Deveras, o legislador do novo estatuto civil não poderia ser compelido a fazer a regulamentação do micro sistema jurídico relativo aos tipos contratuais eletrônicos e a suas respectivas implicações jurídicas, dentre outras matérias relevantes como o biodireito e a reprodução assistida.

A cada novo fenômeno jurídico, haverá necessidade de uma nova lei a fim de serem estabelecidos os parâmetros essenciais do instituto jurídico a ser pesquisado, devendo guiar-se,principalmente, subsumido aos ditames mais elementares do princípio da justiça - expresso na Constituição Federal de 1988 como a impossibilidade de serem criados tribunais de exceção e também o acesso de todos ao sistema judicial estatal - para o caso a ser resolvido entre as partes envolvidas, e assim sendo o Poder Judiciário poderá solucionar o conflito, proferindo uma decisão equânime, colmatando eventuais lacunas na lei.

Isto se deve, conforme já tivemos a oportunidade de expor[2], ao fato de que: Diante da incessante evolução da economia – e sua principal conseqüência a tecnologia – proporcionou o surgimento de novos tipos de acordos de vontade, dentro da premissa de que as relações jurídicas contratuais refletem a própria essência do direito, que é dinâmico, prospectivo, e aberto .

Um dos veículos a serem mais utilizados na construção de uma dogmática relacionada com o direito da internet será a analogia. Com efeito, conforme a lei de introdução ao código civil, comumente intitulada como norma das normas, ficou estipulado que em hipótese de lacuna da lei, esta deverá ser preenchida pelo juiz que se socorrerá na analogia, costumes e princípios gerais de direito, preferencialmente nesta ordem, pois consoante Silvio de Salvo Venosa[3]: O juiz não pode, em hipótese alguma, deixar de proferir decisão nas causas que lhe são apresentadas. Na falta de lei que regule a matéria , recorre às fontes subsidiárias, entre as quais podemos colocar a analogia. Na realidade, a analogia não constitui propriamente uma técnica de interpretação, como a princípio possa parecer, mas verdadeira fonte do Direito, ainda que subsidiária e assim tida pelo legislador no art. 4º da Lei de Introdução ao Código Civil.

Registros de indicação de objetos nomeados>
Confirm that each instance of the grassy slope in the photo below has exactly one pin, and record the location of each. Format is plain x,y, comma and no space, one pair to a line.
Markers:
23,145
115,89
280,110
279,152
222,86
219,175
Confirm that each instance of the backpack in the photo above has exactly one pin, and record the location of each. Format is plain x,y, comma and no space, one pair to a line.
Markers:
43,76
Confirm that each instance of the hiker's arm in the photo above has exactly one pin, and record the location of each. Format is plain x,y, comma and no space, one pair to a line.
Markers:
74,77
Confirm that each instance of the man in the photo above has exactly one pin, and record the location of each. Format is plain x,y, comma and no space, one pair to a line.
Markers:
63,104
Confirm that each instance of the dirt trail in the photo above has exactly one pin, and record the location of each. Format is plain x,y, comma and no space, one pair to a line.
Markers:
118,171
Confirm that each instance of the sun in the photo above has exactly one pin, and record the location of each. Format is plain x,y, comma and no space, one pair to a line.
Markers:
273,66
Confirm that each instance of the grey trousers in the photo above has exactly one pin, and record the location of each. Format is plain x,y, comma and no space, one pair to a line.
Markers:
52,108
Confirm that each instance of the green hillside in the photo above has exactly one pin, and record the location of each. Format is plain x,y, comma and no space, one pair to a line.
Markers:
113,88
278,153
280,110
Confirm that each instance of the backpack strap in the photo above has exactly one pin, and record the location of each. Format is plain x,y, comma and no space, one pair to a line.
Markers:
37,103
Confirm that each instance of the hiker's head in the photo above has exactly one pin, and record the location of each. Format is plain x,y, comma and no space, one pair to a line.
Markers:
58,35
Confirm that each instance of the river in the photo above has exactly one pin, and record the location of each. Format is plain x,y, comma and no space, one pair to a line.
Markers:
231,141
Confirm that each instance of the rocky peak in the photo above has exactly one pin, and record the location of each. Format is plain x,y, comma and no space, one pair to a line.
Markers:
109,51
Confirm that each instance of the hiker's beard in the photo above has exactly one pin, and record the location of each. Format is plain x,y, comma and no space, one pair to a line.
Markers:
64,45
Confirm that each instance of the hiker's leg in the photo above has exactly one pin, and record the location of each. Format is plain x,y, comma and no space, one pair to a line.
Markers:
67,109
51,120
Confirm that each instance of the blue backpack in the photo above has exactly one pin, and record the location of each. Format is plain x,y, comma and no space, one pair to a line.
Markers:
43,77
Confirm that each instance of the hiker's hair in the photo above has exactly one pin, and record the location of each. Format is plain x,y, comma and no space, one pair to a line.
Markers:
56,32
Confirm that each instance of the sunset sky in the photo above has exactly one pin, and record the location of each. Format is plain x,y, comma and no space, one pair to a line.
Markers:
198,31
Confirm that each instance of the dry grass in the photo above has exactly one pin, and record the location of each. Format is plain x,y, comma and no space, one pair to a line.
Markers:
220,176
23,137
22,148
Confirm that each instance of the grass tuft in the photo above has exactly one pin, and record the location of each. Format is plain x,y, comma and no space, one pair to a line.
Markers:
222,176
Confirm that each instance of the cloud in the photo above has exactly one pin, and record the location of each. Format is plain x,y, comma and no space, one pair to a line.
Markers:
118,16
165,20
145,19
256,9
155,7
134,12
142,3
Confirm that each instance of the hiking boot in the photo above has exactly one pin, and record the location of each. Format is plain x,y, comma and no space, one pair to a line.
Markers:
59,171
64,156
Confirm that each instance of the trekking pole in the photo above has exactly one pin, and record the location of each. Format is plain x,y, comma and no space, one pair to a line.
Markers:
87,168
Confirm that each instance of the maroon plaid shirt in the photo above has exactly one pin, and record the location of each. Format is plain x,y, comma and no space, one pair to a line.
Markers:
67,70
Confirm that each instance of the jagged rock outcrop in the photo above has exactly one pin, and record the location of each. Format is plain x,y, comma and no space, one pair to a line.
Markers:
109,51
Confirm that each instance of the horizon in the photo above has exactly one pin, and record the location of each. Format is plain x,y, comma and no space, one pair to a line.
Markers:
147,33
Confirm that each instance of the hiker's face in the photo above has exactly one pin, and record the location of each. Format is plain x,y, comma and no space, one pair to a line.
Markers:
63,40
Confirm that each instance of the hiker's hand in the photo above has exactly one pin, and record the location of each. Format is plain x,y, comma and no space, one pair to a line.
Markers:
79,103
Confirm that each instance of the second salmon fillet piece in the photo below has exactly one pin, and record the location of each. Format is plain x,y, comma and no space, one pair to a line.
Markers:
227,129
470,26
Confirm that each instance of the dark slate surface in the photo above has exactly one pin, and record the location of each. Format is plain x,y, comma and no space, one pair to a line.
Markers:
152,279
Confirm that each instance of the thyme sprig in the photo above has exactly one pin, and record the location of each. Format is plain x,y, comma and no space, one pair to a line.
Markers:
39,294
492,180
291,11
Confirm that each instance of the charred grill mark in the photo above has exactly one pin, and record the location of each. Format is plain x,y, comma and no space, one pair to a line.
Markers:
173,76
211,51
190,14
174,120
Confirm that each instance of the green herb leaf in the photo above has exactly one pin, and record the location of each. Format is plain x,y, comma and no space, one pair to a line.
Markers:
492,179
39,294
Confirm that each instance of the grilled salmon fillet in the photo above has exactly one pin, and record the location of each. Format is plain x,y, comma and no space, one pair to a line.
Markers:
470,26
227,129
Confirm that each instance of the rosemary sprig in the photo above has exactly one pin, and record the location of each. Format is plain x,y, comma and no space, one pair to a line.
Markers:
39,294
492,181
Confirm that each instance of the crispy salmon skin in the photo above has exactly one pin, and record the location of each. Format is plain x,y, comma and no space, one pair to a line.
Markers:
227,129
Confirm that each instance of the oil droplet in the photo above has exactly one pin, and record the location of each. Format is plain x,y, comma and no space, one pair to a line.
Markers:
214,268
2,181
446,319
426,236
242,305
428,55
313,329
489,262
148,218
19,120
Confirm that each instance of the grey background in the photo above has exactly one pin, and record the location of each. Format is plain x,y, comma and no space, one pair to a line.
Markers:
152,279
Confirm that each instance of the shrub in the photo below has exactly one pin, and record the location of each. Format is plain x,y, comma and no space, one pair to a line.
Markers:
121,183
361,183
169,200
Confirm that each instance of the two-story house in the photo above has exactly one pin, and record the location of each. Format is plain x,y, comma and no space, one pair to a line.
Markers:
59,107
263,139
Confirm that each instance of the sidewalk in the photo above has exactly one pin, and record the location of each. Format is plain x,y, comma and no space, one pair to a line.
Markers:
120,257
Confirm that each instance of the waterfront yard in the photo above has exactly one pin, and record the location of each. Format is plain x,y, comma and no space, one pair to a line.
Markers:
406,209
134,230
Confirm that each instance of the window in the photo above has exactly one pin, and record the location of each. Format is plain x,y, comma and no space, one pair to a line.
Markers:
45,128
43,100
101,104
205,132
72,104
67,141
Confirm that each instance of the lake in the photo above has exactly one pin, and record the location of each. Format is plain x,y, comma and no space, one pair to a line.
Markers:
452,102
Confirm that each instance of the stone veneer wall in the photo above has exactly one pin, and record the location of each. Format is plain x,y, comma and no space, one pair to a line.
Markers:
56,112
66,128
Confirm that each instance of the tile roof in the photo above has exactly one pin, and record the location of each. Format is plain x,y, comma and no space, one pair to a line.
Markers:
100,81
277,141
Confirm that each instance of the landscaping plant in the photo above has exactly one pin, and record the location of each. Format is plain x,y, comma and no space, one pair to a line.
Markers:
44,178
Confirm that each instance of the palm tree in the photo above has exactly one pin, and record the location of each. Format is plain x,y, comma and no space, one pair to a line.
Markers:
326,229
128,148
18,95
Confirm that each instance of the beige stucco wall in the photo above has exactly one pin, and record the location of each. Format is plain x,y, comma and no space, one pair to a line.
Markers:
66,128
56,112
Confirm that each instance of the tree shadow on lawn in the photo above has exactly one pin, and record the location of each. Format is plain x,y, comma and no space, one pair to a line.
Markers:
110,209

LISTA DE TAREFAS>
1: No trecho sobre lacunas da lei e analogia, a que fontes o juiz deve recorrer para preencher uma lacuna da lei, e em que ordem?
2: Prossiga o trecho sobre lacunas da lei e analogia a partir da última frase apresentada.
Os registros são um material à parte, independente do trecho.

RESPOSTAS POR TAREFA>
1: À analogia, aos costumes e aos princípios gerais de direito, preferencialmente nessa ordem.

2:
E, de acordo com posicionamento por mim defendido[4], denotamos que nós: Verificamos o impacto do comércio eletrônico no direito, e o aparecimento de uma nova forma contratual, utilizadores de um novo meio de comunicação, especificamente a Internet. Como sendo um novo instrumento de comunicação, produz perplexidade no ser humano que possui medo do que não lhe é conhecido, optando em inúmeros casos ignorar a realidade do que enfrentá-la. Tudo isto traz impactos sobre a ordem jurídica vigente, vez que deverá adaptar-se a realidade que exsurge, haja vista trazer questões que por ora não se encontram devidamente resolvidas, quer a nível legal ou jurisprudencial .

Mas, e no direito penal qual o caminho a ser seguido, pois o tratamento é diferente do aplicado ao direito privado, onde os negócios jurídicos podem ser feitos seguindo a autonomia privada, a qual apenas encontra limites na ordem pública, moral e nos bons costumes.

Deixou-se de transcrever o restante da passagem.